▶ _What is being asked_:
How many of the rows below contain the word "white"? Give only the number.

▶ _Provided data_:

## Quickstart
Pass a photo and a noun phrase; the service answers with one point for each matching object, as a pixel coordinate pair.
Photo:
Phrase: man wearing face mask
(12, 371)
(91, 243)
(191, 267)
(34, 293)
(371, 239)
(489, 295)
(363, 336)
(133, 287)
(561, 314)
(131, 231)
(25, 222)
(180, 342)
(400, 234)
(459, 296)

---

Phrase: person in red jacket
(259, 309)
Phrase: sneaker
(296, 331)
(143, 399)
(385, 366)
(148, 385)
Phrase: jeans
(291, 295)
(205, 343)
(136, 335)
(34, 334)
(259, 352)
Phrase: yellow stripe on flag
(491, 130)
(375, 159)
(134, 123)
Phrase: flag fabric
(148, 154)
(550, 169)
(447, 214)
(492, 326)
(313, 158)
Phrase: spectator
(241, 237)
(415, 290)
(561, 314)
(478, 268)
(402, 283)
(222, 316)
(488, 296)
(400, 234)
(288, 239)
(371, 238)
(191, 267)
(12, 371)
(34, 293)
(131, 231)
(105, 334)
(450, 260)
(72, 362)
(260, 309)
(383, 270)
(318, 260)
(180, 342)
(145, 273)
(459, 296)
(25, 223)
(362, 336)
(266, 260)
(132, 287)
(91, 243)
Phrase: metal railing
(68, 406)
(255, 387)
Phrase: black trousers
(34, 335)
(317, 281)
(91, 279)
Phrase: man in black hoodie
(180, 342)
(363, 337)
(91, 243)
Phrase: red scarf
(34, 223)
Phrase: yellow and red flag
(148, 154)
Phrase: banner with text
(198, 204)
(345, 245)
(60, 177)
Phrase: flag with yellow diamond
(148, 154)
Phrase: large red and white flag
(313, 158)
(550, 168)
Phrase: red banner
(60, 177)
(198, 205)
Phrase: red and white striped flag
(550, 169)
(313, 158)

▶ _Task solution_:
2